PASSAGE FOR REVIEW:

--- START ---

Intimacy is a constant struggle for most humans. We’re implicitly social creatures, but as our nature interacts with our nurture (and subsequent rejection, acceptance, trust, and dishonesty), we learn to not give in fully to each new love right away. And now that our digital lives are completely woven into our physical ones, we’re learning how to be intimate on entirely new levels.
In a recent Pew Research Center study on online dating, researchers found the number of American singles using online networking sites and dating applications has increased in recent years. While this isn’t a surprise, The Daily Beast supplies some more relevant tidbits.
It seems in addition to coupling via technological means (having Skype dates or sexting some dick pics, for example), modern lovers are forming relational bridges of trust with more innocuous but highly valued items — like their Netflix passwords.
“In the same way that giving someone a key to your home is a marker of trust and faith, so is giving someone the password to your email, or at least your Netflix account (there are boundaries). 67 percent of couples say they share passwords to an online account and 27 percent take the even bolder step of sharing email passwords,” The Daily Beast says.

--- END ---

ACTIONS TO TAKE:
A – Transcribe the article on digital intimacy from "Intimacy is a" to "more relevant tidbits.".
B – Pick up the article on digital intimacy after its final sentence and write its continuation.
The items after this point come from a separate source unrelated to the article on digital intimacy.

DATA RECORDS:
--- START ---

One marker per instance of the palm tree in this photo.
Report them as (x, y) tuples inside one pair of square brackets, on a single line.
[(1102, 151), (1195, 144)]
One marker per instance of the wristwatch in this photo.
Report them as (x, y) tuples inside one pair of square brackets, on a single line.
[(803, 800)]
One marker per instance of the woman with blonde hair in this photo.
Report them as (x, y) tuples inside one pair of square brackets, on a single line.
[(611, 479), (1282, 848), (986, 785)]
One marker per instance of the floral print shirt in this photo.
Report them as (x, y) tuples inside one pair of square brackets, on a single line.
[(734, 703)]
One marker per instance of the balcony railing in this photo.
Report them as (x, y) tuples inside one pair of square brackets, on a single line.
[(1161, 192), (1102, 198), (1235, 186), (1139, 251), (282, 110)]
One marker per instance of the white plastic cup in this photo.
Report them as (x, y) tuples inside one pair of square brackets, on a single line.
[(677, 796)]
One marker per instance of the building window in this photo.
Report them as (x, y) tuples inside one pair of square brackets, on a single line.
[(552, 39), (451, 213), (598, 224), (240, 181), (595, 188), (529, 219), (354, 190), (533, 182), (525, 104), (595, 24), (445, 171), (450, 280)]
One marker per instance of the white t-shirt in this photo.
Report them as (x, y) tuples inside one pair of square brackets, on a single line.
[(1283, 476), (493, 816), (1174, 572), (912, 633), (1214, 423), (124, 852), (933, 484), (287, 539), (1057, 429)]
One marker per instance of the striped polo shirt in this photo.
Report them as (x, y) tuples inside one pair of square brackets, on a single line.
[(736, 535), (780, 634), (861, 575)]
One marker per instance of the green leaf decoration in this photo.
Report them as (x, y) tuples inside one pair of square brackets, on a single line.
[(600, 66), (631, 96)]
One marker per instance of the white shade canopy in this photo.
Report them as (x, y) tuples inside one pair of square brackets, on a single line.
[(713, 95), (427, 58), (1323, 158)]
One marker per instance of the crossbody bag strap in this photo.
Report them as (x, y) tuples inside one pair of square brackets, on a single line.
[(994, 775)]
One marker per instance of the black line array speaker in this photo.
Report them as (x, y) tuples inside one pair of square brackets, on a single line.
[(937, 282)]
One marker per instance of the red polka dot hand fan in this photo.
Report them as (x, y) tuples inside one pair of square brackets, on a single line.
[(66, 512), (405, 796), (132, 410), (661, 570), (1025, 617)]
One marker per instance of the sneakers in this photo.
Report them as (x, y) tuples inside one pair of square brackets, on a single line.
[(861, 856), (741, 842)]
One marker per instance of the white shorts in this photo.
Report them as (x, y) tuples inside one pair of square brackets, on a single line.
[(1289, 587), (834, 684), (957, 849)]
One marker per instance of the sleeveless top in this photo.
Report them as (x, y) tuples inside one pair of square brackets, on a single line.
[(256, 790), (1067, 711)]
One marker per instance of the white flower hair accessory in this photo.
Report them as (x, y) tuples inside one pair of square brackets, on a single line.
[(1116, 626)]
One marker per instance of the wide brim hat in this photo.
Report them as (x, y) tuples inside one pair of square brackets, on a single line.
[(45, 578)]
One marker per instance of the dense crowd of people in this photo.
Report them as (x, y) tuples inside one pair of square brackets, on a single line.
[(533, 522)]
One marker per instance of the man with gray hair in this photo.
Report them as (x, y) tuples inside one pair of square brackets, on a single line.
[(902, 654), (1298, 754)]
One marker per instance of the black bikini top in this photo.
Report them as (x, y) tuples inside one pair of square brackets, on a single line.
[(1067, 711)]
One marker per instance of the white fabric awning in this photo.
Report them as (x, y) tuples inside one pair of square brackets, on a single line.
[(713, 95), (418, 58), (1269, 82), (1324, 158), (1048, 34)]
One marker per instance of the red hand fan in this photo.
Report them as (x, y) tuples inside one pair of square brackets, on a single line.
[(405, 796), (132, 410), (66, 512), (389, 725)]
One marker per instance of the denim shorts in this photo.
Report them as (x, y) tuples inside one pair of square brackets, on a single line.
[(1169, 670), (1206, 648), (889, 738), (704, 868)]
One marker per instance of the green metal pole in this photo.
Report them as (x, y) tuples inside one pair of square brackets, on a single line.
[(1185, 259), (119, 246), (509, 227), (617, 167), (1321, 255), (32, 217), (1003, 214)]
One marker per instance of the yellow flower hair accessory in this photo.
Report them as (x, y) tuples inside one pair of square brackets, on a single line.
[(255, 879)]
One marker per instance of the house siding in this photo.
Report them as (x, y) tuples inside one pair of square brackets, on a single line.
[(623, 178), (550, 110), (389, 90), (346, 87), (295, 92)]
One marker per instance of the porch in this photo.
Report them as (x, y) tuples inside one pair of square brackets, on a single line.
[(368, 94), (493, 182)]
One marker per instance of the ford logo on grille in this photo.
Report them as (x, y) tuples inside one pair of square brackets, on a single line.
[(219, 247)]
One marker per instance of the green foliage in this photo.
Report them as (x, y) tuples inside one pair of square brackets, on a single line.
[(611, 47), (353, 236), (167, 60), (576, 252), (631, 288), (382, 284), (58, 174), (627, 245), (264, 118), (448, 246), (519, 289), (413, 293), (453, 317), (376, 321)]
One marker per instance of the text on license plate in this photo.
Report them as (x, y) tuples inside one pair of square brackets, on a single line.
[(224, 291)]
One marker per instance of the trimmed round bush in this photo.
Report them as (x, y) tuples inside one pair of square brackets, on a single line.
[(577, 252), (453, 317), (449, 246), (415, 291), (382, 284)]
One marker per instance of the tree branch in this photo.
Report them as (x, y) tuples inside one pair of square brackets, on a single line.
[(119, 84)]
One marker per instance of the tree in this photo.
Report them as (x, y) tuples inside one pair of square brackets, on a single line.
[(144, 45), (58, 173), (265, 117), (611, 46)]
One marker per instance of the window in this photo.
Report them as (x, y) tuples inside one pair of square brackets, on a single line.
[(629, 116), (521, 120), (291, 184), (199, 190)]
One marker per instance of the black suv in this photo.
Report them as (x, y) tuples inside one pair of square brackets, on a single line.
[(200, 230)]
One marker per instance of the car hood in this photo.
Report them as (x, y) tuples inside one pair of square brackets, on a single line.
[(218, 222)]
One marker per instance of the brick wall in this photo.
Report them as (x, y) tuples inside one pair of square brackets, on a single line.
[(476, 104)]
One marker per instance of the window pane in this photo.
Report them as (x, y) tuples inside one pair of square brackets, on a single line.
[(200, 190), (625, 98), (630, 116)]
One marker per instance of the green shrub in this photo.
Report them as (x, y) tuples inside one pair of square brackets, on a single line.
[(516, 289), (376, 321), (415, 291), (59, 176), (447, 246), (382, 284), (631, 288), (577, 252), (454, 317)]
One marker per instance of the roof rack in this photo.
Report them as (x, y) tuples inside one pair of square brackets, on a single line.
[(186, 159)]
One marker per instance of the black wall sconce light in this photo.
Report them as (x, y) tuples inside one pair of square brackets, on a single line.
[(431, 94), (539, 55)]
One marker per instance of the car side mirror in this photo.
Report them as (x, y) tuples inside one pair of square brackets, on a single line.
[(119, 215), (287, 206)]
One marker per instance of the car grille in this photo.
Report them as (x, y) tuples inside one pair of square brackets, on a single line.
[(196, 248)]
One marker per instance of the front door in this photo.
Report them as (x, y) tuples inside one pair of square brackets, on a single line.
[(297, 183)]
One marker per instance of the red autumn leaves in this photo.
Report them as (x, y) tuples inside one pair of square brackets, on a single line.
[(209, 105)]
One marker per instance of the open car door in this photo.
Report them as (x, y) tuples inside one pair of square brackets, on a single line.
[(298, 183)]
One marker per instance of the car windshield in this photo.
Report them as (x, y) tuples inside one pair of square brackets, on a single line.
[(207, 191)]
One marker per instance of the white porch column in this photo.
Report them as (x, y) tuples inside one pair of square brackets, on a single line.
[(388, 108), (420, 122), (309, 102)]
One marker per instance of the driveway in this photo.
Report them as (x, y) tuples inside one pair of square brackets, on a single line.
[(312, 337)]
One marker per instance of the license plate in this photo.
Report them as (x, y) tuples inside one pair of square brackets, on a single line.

--- END ---

EXERCISE ANSWERS:
A –
Intimacy is a constant struggle for most humans. We’re implicitly social creatures, but as our nature interacts with our nurture (and subsequent rejection, acceptance, trust, and dishonesty), we learn to not give in fully to each new love right away. And now that our digital lives are completely woven into our physical ones, we’re learning how to be intimate on entirely new levels.
In a recent Pew Research Center study on online dating, researchers found the number of American singles using online networking sites and dating applications has increased in recent years. While this isn’t a surprise, The Daily Beast supplies some more relevant tidbits.

B –
Some may take this as a shot at intimacy, but perhaps it’s merely intimacy that’s adapted to an age when most everything has a specific app for sharing. For one-line quips and inside jokes, we have Twitter. For photos, Instagram. There’s even PoopLog to track your bowel movements. With all that connective tech out there, why shouldn’t couples use some of it to form strong bonds? In some cases, couples have actually reported using digital tools to resolve relationship problems they were unable to in person.
So, don’t feel bad (or at least odd) if your relationship is more characterized by your text history than it is by a string of love letters. We’ve exchanged house keys for passcodes and swapped swapped medicine cabinets for Netflix queues. When our partner comes over, we run to clear our Internet history rather than shove a stuffed animal under the bed. And all of this is normal — even science says so.